Segment Start: Data provided

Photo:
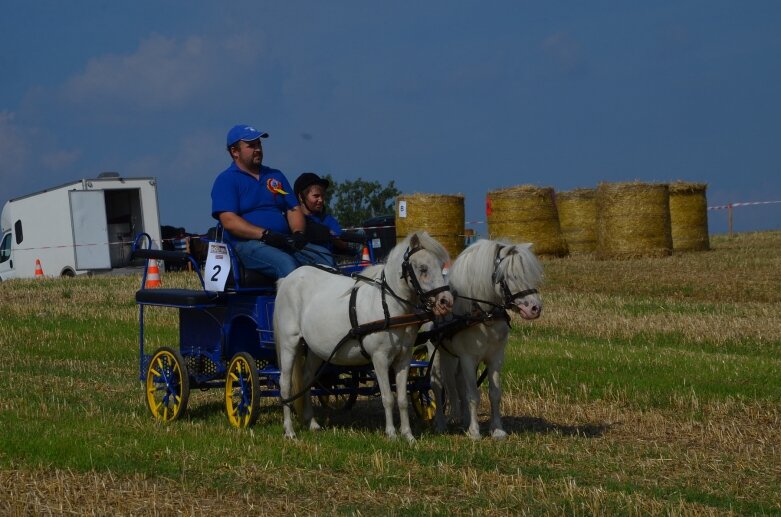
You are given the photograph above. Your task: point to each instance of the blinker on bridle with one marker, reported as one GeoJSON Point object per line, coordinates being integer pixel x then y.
{"type": "Point", "coordinates": [407, 271]}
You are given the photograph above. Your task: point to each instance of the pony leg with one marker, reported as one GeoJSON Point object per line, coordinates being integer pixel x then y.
{"type": "Point", "coordinates": [381, 366]}
{"type": "Point", "coordinates": [495, 396]}
{"type": "Point", "coordinates": [401, 365]}
{"type": "Point", "coordinates": [311, 366]}
{"type": "Point", "coordinates": [454, 392]}
{"type": "Point", "coordinates": [437, 386]}
{"type": "Point", "coordinates": [469, 378]}
{"type": "Point", "coordinates": [287, 362]}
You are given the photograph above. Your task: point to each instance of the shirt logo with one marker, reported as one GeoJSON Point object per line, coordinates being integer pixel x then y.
{"type": "Point", "coordinates": [275, 186]}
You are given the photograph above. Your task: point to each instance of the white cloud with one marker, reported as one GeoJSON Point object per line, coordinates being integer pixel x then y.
{"type": "Point", "coordinates": [162, 72]}
{"type": "Point", "coordinates": [61, 159]}
{"type": "Point", "coordinates": [14, 154]}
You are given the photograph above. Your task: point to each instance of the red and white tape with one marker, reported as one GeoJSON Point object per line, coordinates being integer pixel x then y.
{"type": "Point", "coordinates": [749, 203]}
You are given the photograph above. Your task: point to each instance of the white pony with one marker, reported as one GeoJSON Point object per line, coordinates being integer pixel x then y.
{"type": "Point", "coordinates": [317, 310]}
{"type": "Point", "coordinates": [487, 279]}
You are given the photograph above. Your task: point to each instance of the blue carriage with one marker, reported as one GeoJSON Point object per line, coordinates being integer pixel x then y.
{"type": "Point", "coordinates": [226, 341]}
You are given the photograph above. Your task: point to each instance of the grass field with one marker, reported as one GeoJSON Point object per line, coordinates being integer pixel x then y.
{"type": "Point", "coordinates": [647, 387]}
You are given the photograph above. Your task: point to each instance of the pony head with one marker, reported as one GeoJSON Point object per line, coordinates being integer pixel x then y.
{"type": "Point", "coordinates": [415, 265]}
{"type": "Point", "coordinates": [501, 274]}
{"type": "Point", "coordinates": [517, 274]}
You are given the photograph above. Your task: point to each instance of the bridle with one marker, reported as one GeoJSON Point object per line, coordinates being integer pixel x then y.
{"type": "Point", "coordinates": [506, 293]}
{"type": "Point", "coordinates": [408, 274]}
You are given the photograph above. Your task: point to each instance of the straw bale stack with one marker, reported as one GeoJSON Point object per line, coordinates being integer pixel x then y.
{"type": "Point", "coordinates": [633, 220]}
{"type": "Point", "coordinates": [578, 219]}
{"type": "Point", "coordinates": [442, 216]}
{"type": "Point", "coordinates": [689, 216]}
{"type": "Point", "coordinates": [526, 213]}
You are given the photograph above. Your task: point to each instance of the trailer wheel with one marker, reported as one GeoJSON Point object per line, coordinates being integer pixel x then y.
{"type": "Point", "coordinates": [167, 385]}
{"type": "Point", "coordinates": [242, 391]}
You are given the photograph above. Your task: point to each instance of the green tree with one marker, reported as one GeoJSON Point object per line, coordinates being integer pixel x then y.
{"type": "Point", "coordinates": [353, 202]}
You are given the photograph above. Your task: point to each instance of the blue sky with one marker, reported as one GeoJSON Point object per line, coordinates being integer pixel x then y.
{"type": "Point", "coordinates": [441, 96]}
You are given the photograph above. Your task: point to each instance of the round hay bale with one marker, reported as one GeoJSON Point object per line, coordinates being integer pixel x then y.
{"type": "Point", "coordinates": [526, 213]}
{"type": "Point", "coordinates": [578, 219]}
{"type": "Point", "coordinates": [633, 220]}
{"type": "Point", "coordinates": [442, 216]}
{"type": "Point", "coordinates": [689, 216]}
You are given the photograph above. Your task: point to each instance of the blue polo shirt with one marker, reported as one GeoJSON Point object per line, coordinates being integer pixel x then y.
{"type": "Point", "coordinates": [329, 221]}
{"type": "Point", "coordinates": [263, 202]}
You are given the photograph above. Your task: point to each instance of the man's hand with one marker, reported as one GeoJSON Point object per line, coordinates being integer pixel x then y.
{"type": "Point", "coordinates": [275, 239]}
{"type": "Point", "coordinates": [299, 240]}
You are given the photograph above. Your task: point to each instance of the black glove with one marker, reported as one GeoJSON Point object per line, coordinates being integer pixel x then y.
{"type": "Point", "coordinates": [275, 239]}
{"type": "Point", "coordinates": [299, 240]}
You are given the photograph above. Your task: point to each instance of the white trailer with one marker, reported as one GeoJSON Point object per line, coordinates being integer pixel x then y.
{"type": "Point", "coordinates": [81, 227]}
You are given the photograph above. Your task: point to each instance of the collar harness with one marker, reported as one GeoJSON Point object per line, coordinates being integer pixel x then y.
{"type": "Point", "coordinates": [422, 312]}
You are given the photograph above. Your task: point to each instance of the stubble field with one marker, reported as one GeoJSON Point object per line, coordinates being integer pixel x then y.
{"type": "Point", "coordinates": [650, 386]}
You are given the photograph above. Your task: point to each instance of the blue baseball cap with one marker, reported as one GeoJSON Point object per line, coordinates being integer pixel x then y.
{"type": "Point", "coordinates": [245, 133]}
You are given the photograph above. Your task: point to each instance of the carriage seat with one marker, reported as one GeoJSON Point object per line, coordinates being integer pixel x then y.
{"type": "Point", "coordinates": [183, 298]}
{"type": "Point", "coordinates": [248, 278]}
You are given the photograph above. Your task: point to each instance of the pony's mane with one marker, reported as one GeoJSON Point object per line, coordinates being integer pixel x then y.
{"type": "Point", "coordinates": [426, 241]}
{"type": "Point", "coordinates": [393, 261]}
{"type": "Point", "coordinates": [473, 270]}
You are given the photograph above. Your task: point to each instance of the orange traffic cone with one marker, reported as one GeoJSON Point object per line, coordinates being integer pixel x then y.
{"type": "Point", "coordinates": [153, 275]}
{"type": "Point", "coordinates": [365, 259]}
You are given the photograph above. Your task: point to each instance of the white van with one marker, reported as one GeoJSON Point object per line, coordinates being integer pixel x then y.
{"type": "Point", "coordinates": [80, 227]}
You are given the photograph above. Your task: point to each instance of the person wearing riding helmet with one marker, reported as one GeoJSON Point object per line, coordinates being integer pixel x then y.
{"type": "Point", "coordinates": [260, 216]}
{"type": "Point", "coordinates": [321, 228]}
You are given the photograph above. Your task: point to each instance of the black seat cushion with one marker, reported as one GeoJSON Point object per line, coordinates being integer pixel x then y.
{"type": "Point", "coordinates": [180, 297]}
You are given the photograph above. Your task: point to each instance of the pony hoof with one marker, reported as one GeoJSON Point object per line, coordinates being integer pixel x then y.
{"type": "Point", "coordinates": [499, 434]}
{"type": "Point", "coordinates": [473, 435]}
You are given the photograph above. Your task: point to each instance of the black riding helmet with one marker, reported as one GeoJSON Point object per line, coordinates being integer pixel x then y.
{"type": "Point", "coordinates": [306, 180]}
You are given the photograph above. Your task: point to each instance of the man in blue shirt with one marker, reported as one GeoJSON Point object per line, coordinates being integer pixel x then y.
{"type": "Point", "coordinates": [259, 212]}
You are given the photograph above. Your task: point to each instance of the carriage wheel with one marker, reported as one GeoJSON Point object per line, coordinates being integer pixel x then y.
{"type": "Point", "coordinates": [340, 390]}
{"type": "Point", "coordinates": [242, 391]}
{"type": "Point", "coordinates": [167, 385]}
{"type": "Point", "coordinates": [421, 393]}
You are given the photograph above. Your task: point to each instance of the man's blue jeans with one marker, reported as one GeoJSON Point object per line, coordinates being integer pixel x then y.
{"type": "Point", "coordinates": [276, 263]}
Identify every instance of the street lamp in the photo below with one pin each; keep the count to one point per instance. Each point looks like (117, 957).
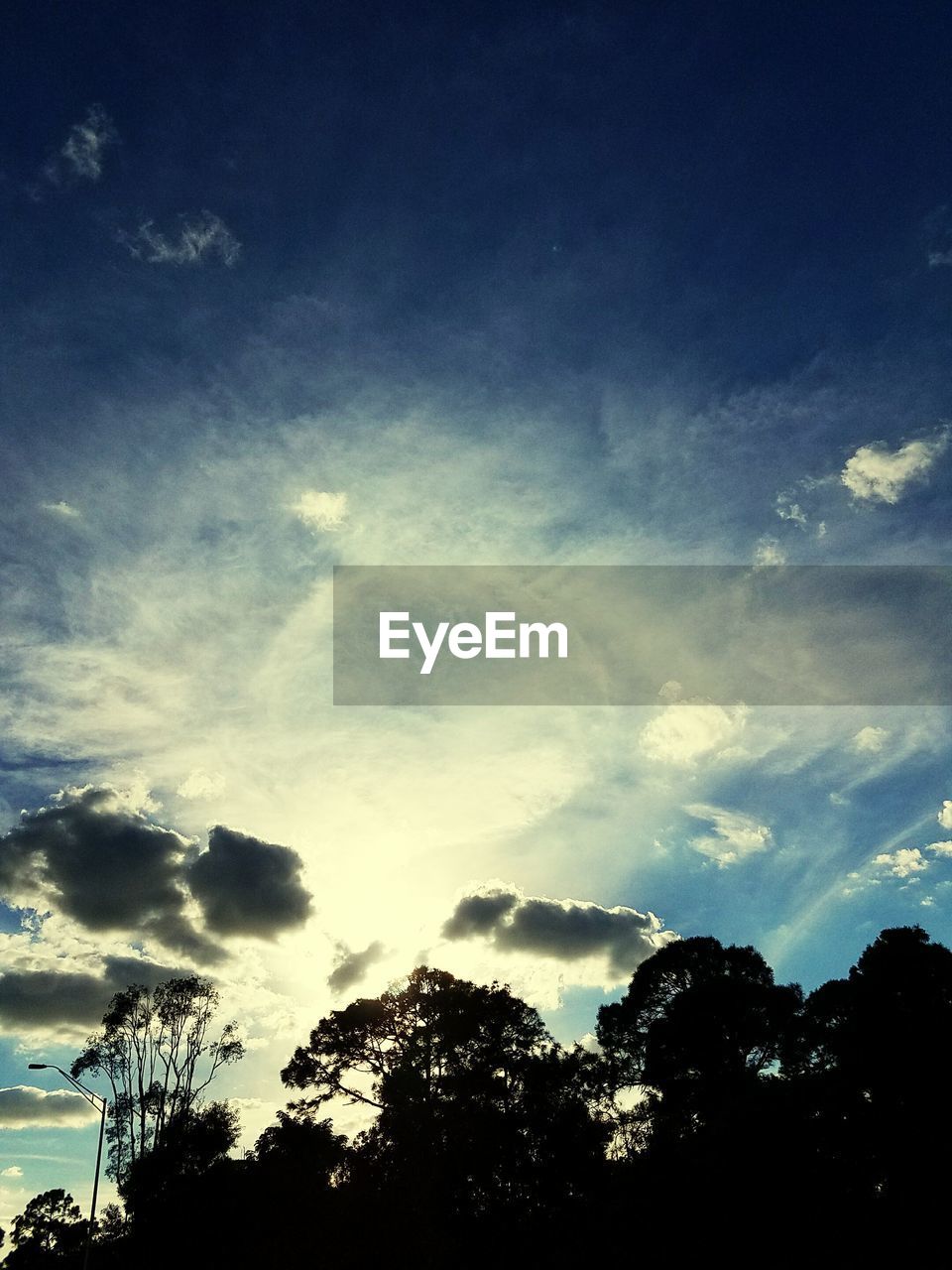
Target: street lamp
(94, 1100)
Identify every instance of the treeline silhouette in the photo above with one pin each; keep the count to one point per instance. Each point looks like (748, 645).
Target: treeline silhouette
(721, 1114)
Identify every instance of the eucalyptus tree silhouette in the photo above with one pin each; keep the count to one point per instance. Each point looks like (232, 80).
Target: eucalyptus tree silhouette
(870, 1049)
(480, 1116)
(159, 1052)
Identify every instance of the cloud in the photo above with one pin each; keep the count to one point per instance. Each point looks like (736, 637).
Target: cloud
(735, 835)
(352, 966)
(321, 511)
(902, 862)
(94, 856)
(82, 151)
(64, 509)
(202, 785)
(31, 998)
(199, 238)
(23, 1106)
(870, 740)
(248, 887)
(879, 474)
(789, 511)
(770, 552)
(562, 929)
(687, 730)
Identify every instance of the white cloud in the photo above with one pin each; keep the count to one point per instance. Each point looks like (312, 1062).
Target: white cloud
(879, 474)
(23, 1106)
(200, 784)
(61, 508)
(735, 835)
(320, 509)
(902, 862)
(789, 511)
(770, 552)
(687, 730)
(199, 236)
(870, 740)
(81, 155)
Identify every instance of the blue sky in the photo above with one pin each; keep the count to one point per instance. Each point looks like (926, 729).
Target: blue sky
(330, 284)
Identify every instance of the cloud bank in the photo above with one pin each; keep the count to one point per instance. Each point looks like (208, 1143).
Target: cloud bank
(96, 857)
(23, 1106)
(566, 930)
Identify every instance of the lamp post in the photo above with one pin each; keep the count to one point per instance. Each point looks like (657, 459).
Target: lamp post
(100, 1103)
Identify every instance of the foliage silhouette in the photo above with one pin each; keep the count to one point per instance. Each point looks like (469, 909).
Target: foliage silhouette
(158, 1053)
(722, 1107)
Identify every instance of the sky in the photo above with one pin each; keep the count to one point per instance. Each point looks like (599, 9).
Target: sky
(344, 284)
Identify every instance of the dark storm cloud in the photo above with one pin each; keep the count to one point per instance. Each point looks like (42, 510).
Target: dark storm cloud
(563, 929)
(352, 966)
(22, 1106)
(49, 998)
(248, 887)
(91, 856)
(103, 862)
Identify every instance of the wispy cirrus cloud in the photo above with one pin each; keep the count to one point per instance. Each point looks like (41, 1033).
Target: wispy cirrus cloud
(82, 154)
(735, 835)
(198, 239)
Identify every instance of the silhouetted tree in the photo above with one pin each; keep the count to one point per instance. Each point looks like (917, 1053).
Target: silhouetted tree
(869, 1048)
(480, 1115)
(159, 1055)
(50, 1224)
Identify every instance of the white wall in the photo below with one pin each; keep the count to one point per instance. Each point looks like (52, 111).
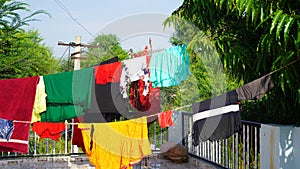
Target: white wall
(280, 147)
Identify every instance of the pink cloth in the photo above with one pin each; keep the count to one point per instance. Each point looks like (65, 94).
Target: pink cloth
(48, 130)
(165, 119)
(16, 103)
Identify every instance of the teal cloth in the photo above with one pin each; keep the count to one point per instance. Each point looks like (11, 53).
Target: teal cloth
(68, 94)
(169, 67)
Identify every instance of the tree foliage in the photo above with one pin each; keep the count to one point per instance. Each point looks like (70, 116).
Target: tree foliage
(208, 78)
(253, 38)
(22, 53)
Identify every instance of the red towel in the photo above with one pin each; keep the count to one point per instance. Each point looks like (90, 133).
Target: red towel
(48, 130)
(165, 119)
(16, 103)
(108, 73)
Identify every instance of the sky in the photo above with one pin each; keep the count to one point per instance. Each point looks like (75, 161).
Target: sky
(133, 21)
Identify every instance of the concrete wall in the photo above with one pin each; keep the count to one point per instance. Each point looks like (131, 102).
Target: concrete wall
(280, 147)
(59, 162)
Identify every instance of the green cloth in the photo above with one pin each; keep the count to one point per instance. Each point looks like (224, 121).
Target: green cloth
(61, 112)
(68, 94)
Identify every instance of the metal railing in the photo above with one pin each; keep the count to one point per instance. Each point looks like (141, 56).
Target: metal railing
(241, 150)
(238, 151)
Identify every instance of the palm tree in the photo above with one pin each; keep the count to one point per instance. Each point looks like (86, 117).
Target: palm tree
(253, 38)
(10, 19)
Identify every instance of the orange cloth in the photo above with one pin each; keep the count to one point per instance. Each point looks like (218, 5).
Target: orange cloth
(108, 73)
(165, 119)
(116, 145)
(48, 130)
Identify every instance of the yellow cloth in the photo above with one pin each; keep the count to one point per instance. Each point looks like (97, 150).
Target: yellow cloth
(116, 145)
(40, 101)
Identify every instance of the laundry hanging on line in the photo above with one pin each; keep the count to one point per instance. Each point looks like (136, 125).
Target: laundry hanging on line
(16, 104)
(124, 143)
(48, 129)
(169, 67)
(68, 94)
(223, 124)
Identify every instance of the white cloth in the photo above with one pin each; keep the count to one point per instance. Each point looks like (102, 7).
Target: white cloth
(215, 112)
(133, 70)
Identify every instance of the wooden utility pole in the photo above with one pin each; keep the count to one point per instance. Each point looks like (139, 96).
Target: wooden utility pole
(77, 53)
(76, 56)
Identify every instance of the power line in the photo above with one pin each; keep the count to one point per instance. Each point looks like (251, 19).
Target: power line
(62, 6)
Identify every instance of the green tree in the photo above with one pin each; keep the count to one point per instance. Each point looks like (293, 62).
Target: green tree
(254, 38)
(23, 55)
(208, 77)
(109, 47)
(10, 19)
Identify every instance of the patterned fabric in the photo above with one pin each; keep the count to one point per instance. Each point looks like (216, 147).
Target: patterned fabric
(6, 128)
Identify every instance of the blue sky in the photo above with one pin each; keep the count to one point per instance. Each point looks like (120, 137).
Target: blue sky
(133, 21)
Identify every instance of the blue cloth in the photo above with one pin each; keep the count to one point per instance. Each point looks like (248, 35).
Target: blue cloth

Segment End: Data provided

- Prompt -
Where does the string "below" appear in the records above? Return every line that holds it.

- Response -
Identify every instance of the street lamp in the photo below with one pin each; keep the count to one point per instance. Each point looks like (117, 957).
Identify every instance of the white wall in the photo below with one pin each; keep the count to one point per instance. Each point looks like (52, 111).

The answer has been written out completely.